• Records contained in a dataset
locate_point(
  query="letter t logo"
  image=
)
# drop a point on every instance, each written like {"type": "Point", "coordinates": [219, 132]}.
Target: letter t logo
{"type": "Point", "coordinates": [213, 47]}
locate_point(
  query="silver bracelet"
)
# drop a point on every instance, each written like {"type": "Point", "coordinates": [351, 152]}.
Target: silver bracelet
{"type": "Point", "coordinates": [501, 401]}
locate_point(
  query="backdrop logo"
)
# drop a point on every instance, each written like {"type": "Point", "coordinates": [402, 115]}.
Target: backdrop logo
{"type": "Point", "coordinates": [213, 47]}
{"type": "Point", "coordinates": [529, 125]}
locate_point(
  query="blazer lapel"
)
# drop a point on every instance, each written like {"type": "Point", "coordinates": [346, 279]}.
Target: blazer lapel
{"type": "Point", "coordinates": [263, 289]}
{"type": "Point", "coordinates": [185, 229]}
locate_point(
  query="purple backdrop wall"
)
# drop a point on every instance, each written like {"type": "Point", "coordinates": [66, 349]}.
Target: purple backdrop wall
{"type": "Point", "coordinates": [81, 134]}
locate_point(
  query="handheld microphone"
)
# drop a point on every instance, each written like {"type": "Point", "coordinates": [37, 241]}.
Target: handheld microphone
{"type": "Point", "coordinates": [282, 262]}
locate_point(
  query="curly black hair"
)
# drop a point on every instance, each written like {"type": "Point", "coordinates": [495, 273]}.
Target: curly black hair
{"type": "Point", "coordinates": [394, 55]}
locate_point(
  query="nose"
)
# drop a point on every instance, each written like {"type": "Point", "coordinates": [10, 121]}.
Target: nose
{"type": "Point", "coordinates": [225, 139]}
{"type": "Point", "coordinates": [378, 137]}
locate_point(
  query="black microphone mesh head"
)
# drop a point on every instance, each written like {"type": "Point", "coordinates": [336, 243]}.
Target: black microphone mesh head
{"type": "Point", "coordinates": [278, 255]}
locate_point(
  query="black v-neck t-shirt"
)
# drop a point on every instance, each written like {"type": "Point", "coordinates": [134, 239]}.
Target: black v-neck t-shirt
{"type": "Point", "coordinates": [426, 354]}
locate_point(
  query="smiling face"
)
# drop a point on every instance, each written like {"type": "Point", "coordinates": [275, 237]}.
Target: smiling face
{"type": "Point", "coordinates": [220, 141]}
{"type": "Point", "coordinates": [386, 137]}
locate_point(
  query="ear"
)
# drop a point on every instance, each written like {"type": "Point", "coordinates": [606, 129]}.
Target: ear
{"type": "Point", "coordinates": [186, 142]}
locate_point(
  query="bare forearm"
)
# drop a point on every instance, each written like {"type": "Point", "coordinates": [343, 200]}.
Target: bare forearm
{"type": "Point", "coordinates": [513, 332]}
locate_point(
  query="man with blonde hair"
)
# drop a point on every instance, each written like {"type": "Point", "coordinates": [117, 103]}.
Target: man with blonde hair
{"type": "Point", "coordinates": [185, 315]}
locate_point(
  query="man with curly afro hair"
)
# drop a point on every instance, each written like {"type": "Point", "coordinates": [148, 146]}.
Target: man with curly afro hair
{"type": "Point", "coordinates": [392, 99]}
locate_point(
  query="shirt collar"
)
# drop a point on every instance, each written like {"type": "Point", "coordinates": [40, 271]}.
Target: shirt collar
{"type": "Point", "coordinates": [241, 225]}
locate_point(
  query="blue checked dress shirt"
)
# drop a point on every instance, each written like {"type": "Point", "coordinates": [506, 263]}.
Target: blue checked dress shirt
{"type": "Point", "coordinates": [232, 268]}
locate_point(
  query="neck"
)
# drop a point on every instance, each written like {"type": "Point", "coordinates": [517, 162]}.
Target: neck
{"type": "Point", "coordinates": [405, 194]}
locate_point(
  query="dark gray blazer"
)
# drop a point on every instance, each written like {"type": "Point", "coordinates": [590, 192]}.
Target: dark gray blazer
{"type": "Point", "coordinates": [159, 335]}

• WORK TASK
All of the data above should be reproduced exactly, with nothing missing.

• OUTPUT OF THE EXERCISE
locate_point(
  query="letter t logo"
  image=
)
# drop a point on every instance, each written like {"type": "Point", "coordinates": [219, 132]}.
Target: letter t logo
{"type": "Point", "coordinates": [213, 47]}
locate_point(
  query="silver bracelet"
)
# drop a point on every instance, each written like {"type": "Point", "coordinates": [351, 152]}.
Target: silver bracelet
{"type": "Point", "coordinates": [501, 401]}
locate_point(
  query="backdrop logo"
)
# drop a point on every instance, each written like {"type": "Point", "coordinates": [402, 115]}.
Target: backdrop logo
{"type": "Point", "coordinates": [213, 47]}
{"type": "Point", "coordinates": [529, 125]}
locate_point(
  query="blazer lapel"
)
# drop a point on every instance, each written like {"type": "Point", "coordinates": [346, 279]}.
Target: blazer lapel
{"type": "Point", "coordinates": [263, 289]}
{"type": "Point", "coordinates": [185, 229]}
locate_point(
  query="purple backdrop wall"
)
# drop a point on every instance, each written like {"type": "Point", "coordinates": [66, 349]}.
Target: purple backdrop wall
{"type": "Point", "coordinates": [81, 134]}
locate_point(
  query="handheld microphone"
)
# drop a point on every instance, each written like {"type": "Point", "coordinates": [37, 241]}.
Target: handheld microphone
{"type": "Point", "coordinates": [282, 262]}
locate_point(
  query="curly black hair"
)
# drop a point on every instance, each written like {"type": "Point", "coordinates": [495, 273]}.
Target: curly black hair
{"type": "Point", "coordinates": [394, 55]}
locate_point(
  query="nose"
)
# drop a point on every instance, each written like {"type": "Point", "coordinates": [10, 121]}.
Target: nose
{"type": "Point", "coordinates": [225, 139]}
{"type": "Point", "coordinates": [378, 137]}
locate_point(
  query="black microphone mesh head"
)
# drop a point on every instance, each written like {"type": "Point", "coordinates": [336, 243]}.
Target: black microphone mesh head
{"type": "Point", "coordinates": [278, 255]}
locate_point(
  query="black v-neck t-shirt"
)
# drop a point on every instance, each written like {"type": "Point", "coordinates": [134, 239]}.
Target: black v-neck t-shirt
{"type": "Point", "coordinates": [426, 354]}
locate_point(
  query="smiling face"
)
# drop a point on every instance, each written like {"type": "Point", "coordinates": [275, 237]}.
Target: smiling face
{"type": "Point", "coordinates": [220, 141]}
{"type": "Point", "coordinates": [386, 137]}
locate_point(
  query="ear"
)
# drop a point on every instance, each written like {"type": "Point", "coordinates": [606, 129]}.
Target: ear
{"type": "Point", "coordinates": [186, 142]}
locate_point(
  query="bare forearm"
)
# drop a point on every instance, each written like {"type": "Point", "coordinates": [343, 200]}.
Target: bare forearm
{"type": "Point", "coordinates": [513, 332]}
locate_point(
  query="man with blonde hair"
)
# drop a point on every instance, each written like {"type": "Point", "coordinates": [117, 103]}.
Target: man with blonde hair
{"type": "Point", "coordinates": [185, 315]}
locate_point(
  query="man with curly afro hair"
)
# drop a point on every instance, each written like {"type": "Point", "coordinates": [148, 146]}.
Target: man with curly afro hair
{"type": "Point", "coordinates": [392, 99]}
locate_point(
  query="shirt collar"
)
# drop a point on every instance, each written like {"type": "Point", "coordinates": [40, 271]}.
Target: shirt collar
{"type": "Point", "coordinates": [241, 225]}
locate_point(
  query="blue checked dress shirt"
)
# drop a point on every instance, each written like {"type": "Point", "coordinates": [506, 263]}.
Target: blue checked dress shirt
{"type": "Point", "coordinates": [232, 268]}
locate_point(
  query="neck"
)
# drop a point on every instance, each written like {"type": "Point", "coordinates": [517, 162]}.
Target: neck
{"type": "Point", "coordinates": [405, 194]}
locate_point(
  query="dark gray blazer"
)
# drop a point on every instance, each written like {"type": "Point", "coordinates": [590, 192]}.
Target: dark gray blazer
{"type": "Point", "coordinates": [159, 335]}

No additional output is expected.